[Dataset entries]
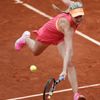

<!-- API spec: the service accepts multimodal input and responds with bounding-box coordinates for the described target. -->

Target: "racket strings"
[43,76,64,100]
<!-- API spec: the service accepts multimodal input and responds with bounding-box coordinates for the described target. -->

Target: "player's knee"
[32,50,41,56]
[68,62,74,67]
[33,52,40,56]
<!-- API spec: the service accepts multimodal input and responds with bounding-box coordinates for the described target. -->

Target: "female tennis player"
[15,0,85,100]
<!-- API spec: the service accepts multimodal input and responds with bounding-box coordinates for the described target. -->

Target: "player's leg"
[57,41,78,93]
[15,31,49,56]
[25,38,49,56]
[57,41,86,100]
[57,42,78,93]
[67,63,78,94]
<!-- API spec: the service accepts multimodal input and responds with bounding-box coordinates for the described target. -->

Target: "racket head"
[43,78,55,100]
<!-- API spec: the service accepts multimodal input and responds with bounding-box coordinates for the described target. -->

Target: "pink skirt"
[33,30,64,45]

(EXERCISE):
Would you write out each record above exactly, with no images?

(COMPLETED TASK):
<!-- API spec: the service accepts multimodal input and responds with bounding-box coordinates for the described target. -->

Target: "racket strings"
[43,76,64,100]
<!-- API spec: the service accepts multimodal input and responds with bounding-box coordinates for the described target. -->

Target: "player's knee"
[32,50,41,56]
[68,62,74,67]
[33,52,40,56]
<!-- API spec: the service accepts multimodal input and responds with bounding-box coordinates for the described target. -->

Target: "female tennis player"
[15,0,85,100]
<!-- API spec: the service accepts multimodal input and responds with bounding-box coordinates for the described target. -->

Target: "player's leg"
[57,41,78,93]
[15,31,49,56]
[25,38,49,56]
[57,41,86,100]
[57,42,78,93]
[67,63,78,94]
<!-- API spec: the service accepts multimodal input and responds with bounding-box coordinates for the described target. -->

Target: "racket head"
[43,78,55,100]
<!-- API spec: the service accepts multimodal input and responds with bounding-box coordinates for the described target. -->

Target: "pink skirt"
[33,30,64,45]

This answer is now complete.